## start DATASET EXTRACT

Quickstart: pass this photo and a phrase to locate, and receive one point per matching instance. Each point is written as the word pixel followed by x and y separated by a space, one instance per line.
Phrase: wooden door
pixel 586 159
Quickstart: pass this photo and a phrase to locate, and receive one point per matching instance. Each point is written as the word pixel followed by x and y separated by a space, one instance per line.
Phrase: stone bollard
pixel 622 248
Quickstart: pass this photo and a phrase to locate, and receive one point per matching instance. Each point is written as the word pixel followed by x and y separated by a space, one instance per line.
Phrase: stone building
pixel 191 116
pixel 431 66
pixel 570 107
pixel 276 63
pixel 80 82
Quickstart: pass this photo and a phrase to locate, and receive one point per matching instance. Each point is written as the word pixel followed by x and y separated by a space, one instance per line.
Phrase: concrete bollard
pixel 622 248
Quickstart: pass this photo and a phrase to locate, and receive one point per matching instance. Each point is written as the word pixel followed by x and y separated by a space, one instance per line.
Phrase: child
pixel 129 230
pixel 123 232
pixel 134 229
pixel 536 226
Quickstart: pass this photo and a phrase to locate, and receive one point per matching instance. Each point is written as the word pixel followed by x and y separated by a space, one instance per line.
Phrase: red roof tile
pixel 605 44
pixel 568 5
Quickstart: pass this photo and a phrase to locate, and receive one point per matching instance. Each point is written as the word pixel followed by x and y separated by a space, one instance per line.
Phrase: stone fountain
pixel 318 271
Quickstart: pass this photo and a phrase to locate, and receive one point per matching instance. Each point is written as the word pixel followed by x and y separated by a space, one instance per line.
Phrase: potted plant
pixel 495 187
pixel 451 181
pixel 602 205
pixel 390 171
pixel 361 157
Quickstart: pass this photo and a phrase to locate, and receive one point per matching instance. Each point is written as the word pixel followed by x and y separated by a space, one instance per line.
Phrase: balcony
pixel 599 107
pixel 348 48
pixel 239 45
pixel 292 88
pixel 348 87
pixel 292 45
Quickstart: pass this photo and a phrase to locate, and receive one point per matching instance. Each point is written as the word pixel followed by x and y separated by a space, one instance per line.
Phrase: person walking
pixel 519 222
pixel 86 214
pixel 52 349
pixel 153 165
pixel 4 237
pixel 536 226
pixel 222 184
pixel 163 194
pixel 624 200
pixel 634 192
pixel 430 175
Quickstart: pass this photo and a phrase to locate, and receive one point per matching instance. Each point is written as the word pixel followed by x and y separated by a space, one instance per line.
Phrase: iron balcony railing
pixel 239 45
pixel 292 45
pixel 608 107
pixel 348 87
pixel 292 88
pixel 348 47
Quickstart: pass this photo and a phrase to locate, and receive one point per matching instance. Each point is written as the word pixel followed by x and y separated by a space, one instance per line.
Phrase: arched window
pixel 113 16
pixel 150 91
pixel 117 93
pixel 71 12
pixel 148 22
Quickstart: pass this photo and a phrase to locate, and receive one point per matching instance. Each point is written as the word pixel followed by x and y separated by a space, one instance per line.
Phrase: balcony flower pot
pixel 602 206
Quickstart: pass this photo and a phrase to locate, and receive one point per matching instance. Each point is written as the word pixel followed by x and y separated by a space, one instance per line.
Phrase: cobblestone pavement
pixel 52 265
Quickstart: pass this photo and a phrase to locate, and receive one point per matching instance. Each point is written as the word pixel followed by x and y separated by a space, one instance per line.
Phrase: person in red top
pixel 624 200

## end DATASET EXTRACT

▶ [STATED EXERCISE]: Present all of the lines above as a numbered list, skipping any blank lines.

▶ [RESPONSE]:
1. Quickstart: pass this photo and a phrase to locate, and receive one point per matching instance. Each point is written as the word pixel followed by x and y separated by a space, one instance per line.
2. Phrase: wooden door
3. pixel 586 159
4. Quickstart: pass this photo and a phrase to locate, and receive one point per matching instance. Each point is written as the word pixel followed by x and y separated by a space, one instance per line.
5. Phrase: stone bollard
6. pixel 622 248
7. Quickstart: pass this photo and a phrase to locate, and receive one point per matching instance. Each point is written as the word pixel followed by x and y separated by a space, one instance per line.
8. Phrase: stone building
9. pixel 191 116
10. pixel 431 66
11. pixel 570 107
12. pixel 276 63
13. pixel 80 82
14. Quickstart: pass this photo and a phrase to locate, and receive one point per matching instance. Each point is written as the word pixel followed by x and y separated by a space, one instance per line.
15. Phrase: concrete bollard
16. pixel 622 248
17. Quickstart: pass this photo and a phrase to locate, and receive one point per matching instance. Each point is written as the word pixel followed by x and y separated by a space, one instance per line.
18. Phrase: child
19. pixel 129 230
20. pixel 123 232
21. pixel 134 229
22. pixel 536 226
23. Quickstart: pass this photo and a phrase to locate, and receive one point per matching instance. Each point is written as the word pixel followed by x and y separated by a space, one instance per line.
24. Phrase: red roof tile
25. pixel 605 44
26. pixel 568 5
27. Quickstart: pass this photo and a phrase to locate, and receive one point per matching instance. Each point is written as the word pixel followed by x and y separated by a space, one instance per line.
28. Phrase: stone fountain
29. pixel 318 271
30. Quickstart: pass this photo and a phrase to locate, and receive one point per matching instance. Each point is written as the word pixel followed by x and y separated by a space, one instance per line.
31. Phrase: potted plant
32. pixel 495 187
33. pixel 451 181
34. pixel 602 205
35. pixel 390 171
36. pixel 361 157
37. Quickstart: pass this photo and a phrase to locate, and receive one point per matching instance. Each point is written as the word pixel followed by x and y separated by a space, one instance per line.
38. Phrase: balcony
39. pixel 599 107
40. pixel 348 48
41. pixel 239 45
42. pixel 292 88
43. pixel 348 87
44. pixel 292 45
45. Quickstart: pass this photo and a phrase to locate, and receive one point per matching instance. Each point is written as the word pixel followed by x and y separated by a space, one instance per line.
46. Phrase: person walking
47. pixel 519 222
48. pixel 86 214
49. pixel 52 349
50. pixel 153 165
51. pixel 4 237
52. pixel 536 226
53. pixel 222 184
54. pixel 163 194
55. pixel 624 200
56. pixel 634 192
57. pixel 430 175
58. Quickstart: pass this photo and a phrase to locate, and receive one point per matching instance. Each point is written as the word pixel followed by x and y separated by a space, one instance per line.
59. Phrase: iron balcony railing
60. pixel 239 45
61. pixel 292 45
62. pixel 608 107
63. pixel 348 87
64. pixel 292 88
65. pixel 348 47
66. Quickstart: pass this photo and a phrase to locate, and receive one point per matching instance. Each point is written as the word pixel followed by x and y separated by a space, one instance per line.
67. Phrase: arched window
68. pixel 113 16
69. pixel 150 91
70. pixel 117 93
71. pixel 71 12
72. pixel 148 22
73. Quickstart: pass this photo and a phrase to locate, and receive one point per matching instance. Each point is written as the word pixel followed by x and y separated by a space, one instance per line.
74. Phrase: balcony flower pot
75. pixel 602 206
76. Quickstart: pass this photo and a phrase to locate, and receive one point per matching instance. Each point is written as the word pixel followed by x and y separated by a space, one instance per line.
77. Phrase: cobblestone pavement
78. pixel 52 265
79. Quickstart: pass this photo and a phrase to locate, and receive one point per matching instance. Each point is written as the word pixel followed by x and y separated by a space, one instance per line.
80. Phrase: person in red top
81. pixel 624 200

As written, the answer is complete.